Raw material
☆ ☆ ☆ ☆ ☆ ☆ ☆
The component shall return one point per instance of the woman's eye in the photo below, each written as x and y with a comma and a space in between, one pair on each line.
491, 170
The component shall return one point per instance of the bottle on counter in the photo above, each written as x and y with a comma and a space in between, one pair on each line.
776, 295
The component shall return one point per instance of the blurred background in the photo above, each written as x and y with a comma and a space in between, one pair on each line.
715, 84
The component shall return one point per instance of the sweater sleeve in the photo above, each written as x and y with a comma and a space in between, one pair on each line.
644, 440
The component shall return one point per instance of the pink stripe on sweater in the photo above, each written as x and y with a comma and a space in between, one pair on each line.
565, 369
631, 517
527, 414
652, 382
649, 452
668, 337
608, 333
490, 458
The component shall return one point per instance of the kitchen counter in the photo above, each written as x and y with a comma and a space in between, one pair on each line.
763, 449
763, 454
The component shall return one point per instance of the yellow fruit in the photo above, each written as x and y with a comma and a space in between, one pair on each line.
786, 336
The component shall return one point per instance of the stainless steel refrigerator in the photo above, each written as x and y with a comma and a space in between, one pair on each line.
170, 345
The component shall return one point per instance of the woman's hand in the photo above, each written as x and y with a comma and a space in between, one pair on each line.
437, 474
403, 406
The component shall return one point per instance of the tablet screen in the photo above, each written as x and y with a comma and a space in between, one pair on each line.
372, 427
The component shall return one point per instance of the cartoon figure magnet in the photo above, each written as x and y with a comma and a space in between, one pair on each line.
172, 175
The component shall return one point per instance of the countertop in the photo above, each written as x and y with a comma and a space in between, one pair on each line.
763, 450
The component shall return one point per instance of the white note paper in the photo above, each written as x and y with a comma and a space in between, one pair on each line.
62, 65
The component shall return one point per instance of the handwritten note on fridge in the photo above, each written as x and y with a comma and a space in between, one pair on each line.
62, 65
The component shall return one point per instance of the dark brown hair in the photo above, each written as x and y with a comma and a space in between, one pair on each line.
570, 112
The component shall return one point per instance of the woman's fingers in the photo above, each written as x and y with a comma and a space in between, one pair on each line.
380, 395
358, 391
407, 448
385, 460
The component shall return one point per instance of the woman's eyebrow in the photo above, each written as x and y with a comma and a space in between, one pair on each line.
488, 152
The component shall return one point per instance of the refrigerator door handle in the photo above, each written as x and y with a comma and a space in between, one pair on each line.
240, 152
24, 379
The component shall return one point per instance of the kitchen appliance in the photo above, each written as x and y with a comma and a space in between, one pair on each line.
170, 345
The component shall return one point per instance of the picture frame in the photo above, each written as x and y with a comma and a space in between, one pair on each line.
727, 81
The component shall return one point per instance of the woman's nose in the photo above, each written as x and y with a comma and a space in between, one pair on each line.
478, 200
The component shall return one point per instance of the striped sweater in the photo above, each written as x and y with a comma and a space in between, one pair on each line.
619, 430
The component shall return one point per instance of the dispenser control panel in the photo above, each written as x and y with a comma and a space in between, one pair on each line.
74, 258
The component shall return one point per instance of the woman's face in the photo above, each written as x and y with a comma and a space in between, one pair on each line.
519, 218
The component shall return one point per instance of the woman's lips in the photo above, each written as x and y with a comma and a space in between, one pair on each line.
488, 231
☆ ☆ ☆ ☆ ☆ ☆ ☆
Problem statement:
Can you copy all of the material above line for line, with no changes?

Answer for the task:
The component shall return one point per instance of the woman's eye in the photo below, each written as x and y with a comma and a space in between, one pair on each line.
491, 170
The component shall return one point per instance of the bottle on counter in the photo above, each written as x and y with a comma and a space in between, one pair on each line.
776, 295
The component shall return one point per instance of the blurred background in the photo above, each written as x and y with a comma and a space in between, one pair on each line.
715, 84
The component shall return one point per instance of the sweater sleeve in the photo above, each written as x and y with a comma and a space in between, one pair on each line.
644, 440
The component shall return one point per instance of the pink stripe on sweater in the photo above, each written as x and y with a comma and a space in between, one pair on each line.
565, 369
631, 517
527, 414
652, 382
649, 452
668, 337
608, 333
490, 458
The component shall return one point per instance of the kitchen counter in the photo above, each written as x and y with a comma and a space in between, one pair on each line.
763, 449
763, 454
The component shall return one point per instance of the yellow fruit in the photo above, each written as x and y with a comma and a space in between, one pair on each line.
786, 336
The component shall return one point per instance of the stainless steel refrigerator in the photo above, each written as x and y with a comma and a space in between, one pair on each line.
170, 345
The component shall return one point per instance of the woman's hand in the photo above, each written as x and y with a comma and a space in between, one pair on each line.
437, 474
403, 406
The component shall return one point per instance of the tablet screen in the photo above, each written as x and y with a comma and a space in between, one pair on each line.
372, 427
The component shall return one point per instance of the cartoon figure magnet in the photo above, each written as x and y with a comma and a space in between, one pair on each line.
172, 175
The component shall return one point per instance of the countertop in the photo above, each written as x and y with a comma and a space in between, one pair on each line.
763, 450
The component shall return one point per instance of the white note paper in the photo above, each written as x and y with a comma and a space in between, one pair on each line.
62, 65
The component shall return one point per instance of the handwritten note on fridge in the photo above, each written as x and y with a comma and a space in between, one pair on each line.
62, 65
The component shall return one point per instance of the dark brown hair in the photo above, each written as x and y with a comma and a space in between, one pair on each line.
570, 112
The component shall return one point per instance of the woman's fingers in the photo above, each written as x and y with a comma and a space in between, one pair on each line.
380, 395
358, 391
407, 448
385, 460
The component shall return one point per instance of the woman's eyebrow in the photo above, each written as x and y with a comma and a space in between, one pair on each line.
488, 152
The component shall return one point per instance of the refrigerator door handle in the photo above, each written as x and y with a comma and a space in between, one pair on each line.
240, 152
24, 379
The component shall return one point per instance of the kitchen appliance in the photo above, each written as x and y with a comma and a space in between, one pair on each line.
170, 345
The component shall return one point per instance of the picture frame in the photo above, each written as x and y with a comma and a space in between, one pair on each line.
727, 81
The component shall return one point per instance of the woman's nose in the photo above, each written as x and y with a comma and a space in between, one pair on each line.
478, 200
The component shall return one point per instance of the striped sweater in the photo above, each written as x and y with a comma and a space in between, one pair on each line.
619, 430
The component shall return one point per instance of the dispenser control panel in the photo above, each written as x and y with a comma and a space in between, one pair on each line.
74, 258
The component shall return one point per instance of the woman's face in the photo above, each written as x and y with a comma and a space in between, one pair on each line.
519, 218
The component shall return one point per instance of the woman's lips in the photo above, each written as x and y with a comma and a space in between, one pair on each line.
488, 231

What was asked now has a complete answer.